_Study material_
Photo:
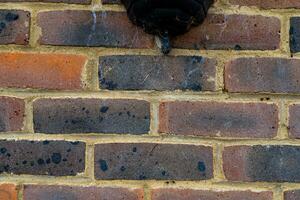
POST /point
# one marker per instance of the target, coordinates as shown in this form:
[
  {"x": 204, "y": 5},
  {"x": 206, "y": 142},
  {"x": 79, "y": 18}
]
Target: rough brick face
[
  {"x": 11, "y": 114},
  {"x": 8, "y": 192},
  {"x": 91, "y": 115},
  {"x": 262, "y": 163},
  {"x": 44, "y": 71},
  {"x": 138, "y": 161},
  {"x": 14, "y": 27},
  {"x": 54, "y": 158},
  {"x": 276, "y": 75},
  {"x": 219, "y": 32},
  {"x": 84, "y": 28},
  {"x": 48, "y": 192},
  {"x": 186, "y": 194},
  {"x": 157, "y": 73},
  {"x": 252, "y": 120}
]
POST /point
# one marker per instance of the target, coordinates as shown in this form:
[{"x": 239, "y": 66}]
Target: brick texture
[
  {"x": 272, "y": 75},
  {"x": 11, "y": 114},
  {"x": 41, "y": 71},
  {"x": 140, "y": 161},
  {"x": 252, "y": 120},
  {"x": 89, "y": 193},
  {"x": 157, "y": 73}
]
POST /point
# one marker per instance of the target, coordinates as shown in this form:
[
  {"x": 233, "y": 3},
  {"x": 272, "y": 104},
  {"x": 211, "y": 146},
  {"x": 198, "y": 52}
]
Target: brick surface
[
  {"x": 219, "y": 32},
  {"x": 295, "y": 34},
  {"x": 54, "y": 158},
  {"x": 91, "y": 115},
  {"x": 139, "y": 161},
  {"x": 157, "y": 73},
  {"x": 84, "y": 28},
  {"x": 14, "y": 27},
  {"x": 267, "y": 4},
  {"x": 8, "y": 192},
  {"x": 11, "y": 114},
  {"x": 262, "y": 163},
  {"x": 188, "y": 194},
  {"x": 45, "y": 192},
  {"x": 44, "y": 71},
  {"x": 274, "y": 75},
  {"x": 252, "y": 120}
]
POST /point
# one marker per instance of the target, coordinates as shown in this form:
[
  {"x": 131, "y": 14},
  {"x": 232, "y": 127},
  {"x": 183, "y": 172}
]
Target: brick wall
[{"x": 90, "y": 108}]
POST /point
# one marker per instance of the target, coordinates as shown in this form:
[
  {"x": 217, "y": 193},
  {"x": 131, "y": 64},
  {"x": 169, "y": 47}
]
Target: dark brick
[
  {"x": 48, "y": 192},
  {"x": 84, "y": 28},
  {"x": 189, "y": 194},
  {"x": 275, "y": 75},
  {"x": 295, "y": 34},
  {"x": 11, "y": 114},
  {"x": 14, "y": 27},
  {"x": 41, "y": 158},
  {"x": 262, "y": 163},
  {"x": 91, "y": 116},
  {"x": 138, "y": 161},
  {"x": 157, "y": 73},
  {"x": 252, "y": 120},
  {"x": 255, "y": 32}
]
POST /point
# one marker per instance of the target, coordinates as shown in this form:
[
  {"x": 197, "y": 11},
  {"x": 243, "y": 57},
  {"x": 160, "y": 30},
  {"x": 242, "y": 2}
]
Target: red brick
[
  {"x": 189, "y": 194},
  {"x": 276, "y": 75},
  {"x": 11, "y": 114},
  {"x": 87, "y": 193},
  {"x": 84, "y": 28},
  {"x": 45, "y": 71},
  {"x": 268, "y": 4},
  {"x": 251, "y": 120},
  {"x": 8, "y": 192},
  {"x": 220, "y": 32},
  {"x": 14, "y": 27}
]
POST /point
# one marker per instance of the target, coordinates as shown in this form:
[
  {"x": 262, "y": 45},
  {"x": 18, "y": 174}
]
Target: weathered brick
[
  {"x": 84, "y": 28},
  {"x": 54, "y": 158},
  {"x": 267, "y": 4},
  {"x": 277, "y": 75},
  {"x": 157, "y": 73},
  {"x": 220, "y": 32},
  {"x": 43, "y": 192},
  {"x": 262, "y": 163},
  {"x": 8, "y": 192},
  {"x": 11, "y": 114},
  {"x": 252, "y": 120},
  {"x": 139, "y": 161},
  {"x": 44, "y": 71},
  {"x": 189, "y": 194},
  {"x": 14, "y": 27},
  {"x": 295, "y": 34},
  {"x": 119, "y": 116}
]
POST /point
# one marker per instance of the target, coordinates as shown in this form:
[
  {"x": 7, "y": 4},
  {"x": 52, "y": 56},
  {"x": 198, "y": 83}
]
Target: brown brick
[
  {"x": 54, "y": 158},
  {"x": 251, "y": 120},
  {"x": 262, "y": 163},
  {"x": 267, "y": 4},
  {"x": 11, "y": 114},
  {"x": 8, "y": 192},
  {"x": 220, "y": 32},
  {"x": 84, "y": 28},
  {"x": 189, "y": 194},
  {"x": 49, "y": 192},
  {"x": 45, "y": 71},
  {"x": 157, "y": 73},
  {"x": 275, "y": 75},
  {"x": 138, "y": 161},
  {"x": 121, "y": 116},
  {"x": 14, "y": 27}
]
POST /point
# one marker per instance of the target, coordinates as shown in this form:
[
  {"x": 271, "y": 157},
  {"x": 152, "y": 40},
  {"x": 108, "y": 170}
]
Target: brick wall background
[{"x": 90, "y": 108}]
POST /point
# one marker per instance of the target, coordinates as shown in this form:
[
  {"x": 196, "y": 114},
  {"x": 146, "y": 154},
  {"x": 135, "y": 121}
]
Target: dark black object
[{"x": 167, "y": 17}]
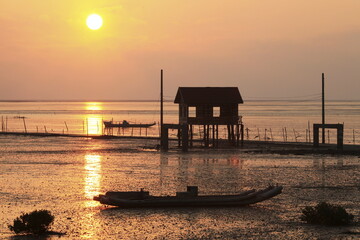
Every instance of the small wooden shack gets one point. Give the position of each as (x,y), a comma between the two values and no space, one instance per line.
(210,107)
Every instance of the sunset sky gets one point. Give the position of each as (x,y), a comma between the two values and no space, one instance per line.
(270,49)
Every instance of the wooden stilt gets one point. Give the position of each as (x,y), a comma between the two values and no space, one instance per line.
(191,135)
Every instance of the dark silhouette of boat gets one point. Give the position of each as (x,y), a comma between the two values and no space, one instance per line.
(190,198)
(126,124)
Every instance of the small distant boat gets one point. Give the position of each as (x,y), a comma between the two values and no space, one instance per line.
(126,124)
(190,198)
(20,117)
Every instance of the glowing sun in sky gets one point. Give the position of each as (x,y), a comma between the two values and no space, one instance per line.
(94,21)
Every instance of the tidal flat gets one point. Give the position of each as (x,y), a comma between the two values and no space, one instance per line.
(63,174)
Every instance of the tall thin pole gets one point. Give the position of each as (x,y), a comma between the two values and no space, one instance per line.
(323,107)
(161,106)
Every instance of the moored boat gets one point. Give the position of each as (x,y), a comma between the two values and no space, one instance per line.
(125,124)
(190,198)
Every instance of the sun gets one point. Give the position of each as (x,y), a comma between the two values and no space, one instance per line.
(94,21)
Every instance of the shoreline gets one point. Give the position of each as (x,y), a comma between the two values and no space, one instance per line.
(249,146)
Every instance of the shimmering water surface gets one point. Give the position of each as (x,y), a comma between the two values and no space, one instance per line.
(63,174)
(268,120)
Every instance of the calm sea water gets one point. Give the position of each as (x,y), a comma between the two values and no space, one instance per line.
(63,174)
(264,119)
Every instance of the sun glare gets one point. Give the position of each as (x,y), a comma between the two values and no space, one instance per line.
(94,21)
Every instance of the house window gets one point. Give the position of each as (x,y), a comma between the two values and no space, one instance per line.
(192,111)
(216,111)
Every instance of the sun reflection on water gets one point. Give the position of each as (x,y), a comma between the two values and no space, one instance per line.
(92,180)
(93,125)
(93,106)
(92,120)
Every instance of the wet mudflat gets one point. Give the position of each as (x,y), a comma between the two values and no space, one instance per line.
(63,174)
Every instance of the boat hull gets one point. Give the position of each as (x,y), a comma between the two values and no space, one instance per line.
(243,199)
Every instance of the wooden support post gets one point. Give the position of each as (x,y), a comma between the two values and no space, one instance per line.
(316,136)
(185,137)
(265,138)
(204,137)
(242,134)
(24,125)
(323,107)
(164,139)
(340,137)
(67,129)
(191,135)
(217,135)
(237,135)
(229,133)
(354,136)
(208,135)
(179,137)
(213,135)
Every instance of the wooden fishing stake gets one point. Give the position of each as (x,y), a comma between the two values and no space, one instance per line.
(161,111)
(24,124)
(265,138)
(354,136)
(67,129)
(87,127)
(323,107)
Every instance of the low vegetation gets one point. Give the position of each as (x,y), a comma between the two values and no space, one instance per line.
(36,222)
(326,214)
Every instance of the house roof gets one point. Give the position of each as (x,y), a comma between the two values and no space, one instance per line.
(208,95)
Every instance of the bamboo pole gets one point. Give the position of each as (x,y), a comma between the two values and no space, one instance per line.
(354,136)
(24,124)
(67,129)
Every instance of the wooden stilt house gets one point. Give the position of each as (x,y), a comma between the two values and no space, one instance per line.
(209,108)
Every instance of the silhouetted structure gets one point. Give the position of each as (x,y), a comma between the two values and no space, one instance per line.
(210,107)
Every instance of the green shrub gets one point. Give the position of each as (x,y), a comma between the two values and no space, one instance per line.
(326,214)
(36,222)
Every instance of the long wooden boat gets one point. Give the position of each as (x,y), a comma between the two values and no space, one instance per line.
(137,199)
(125,124)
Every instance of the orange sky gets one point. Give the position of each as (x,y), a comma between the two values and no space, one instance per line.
(269,49)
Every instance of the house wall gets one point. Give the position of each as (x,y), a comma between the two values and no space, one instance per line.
(205,114)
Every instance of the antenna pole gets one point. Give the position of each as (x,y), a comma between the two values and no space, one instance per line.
(161,106)
(323,107)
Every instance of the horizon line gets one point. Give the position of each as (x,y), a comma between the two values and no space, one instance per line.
(165,100)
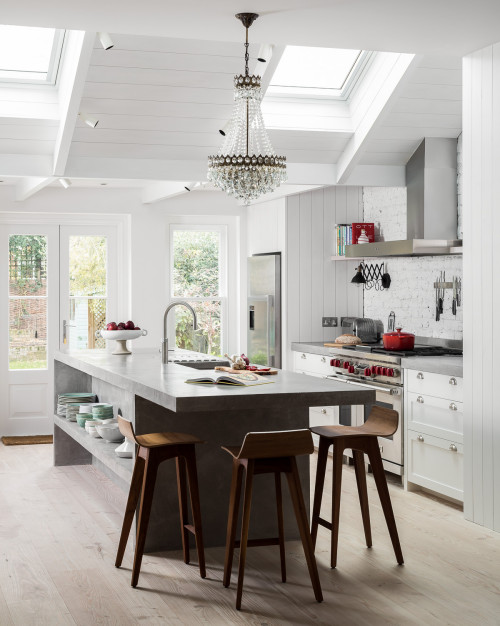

_Exercise requirements_
Set the lines down exactly as they stand, from the one containing "Every instance of the long" through the end of the listing, omitting every picture.

_Answer box_
Every instance of the long wooden boat gets one point. Give the position of each as (x,y), a comma between the two values and no space, one instance per line.
(137,199)
(125,124)
Every instance of the orange sky gets one point. Give the position of each as (x,y), a comma between the two values and no space, one instance per line.
(269,49)
Every instance of the house wall gets one point. Give the position of each as (x,y), a comma between the two values and no space, one instance per line.
(205,114)
Every instance of the antenna pole gets one point. Give the position of each as (x,y), a comma between the two values and no space, one instance per line.
(161,106)
(323,107)
Every instance of the horizon line gets one point. Give the position of each as (x,y), a comma between the two values and no space, one instance per line.
(165,100)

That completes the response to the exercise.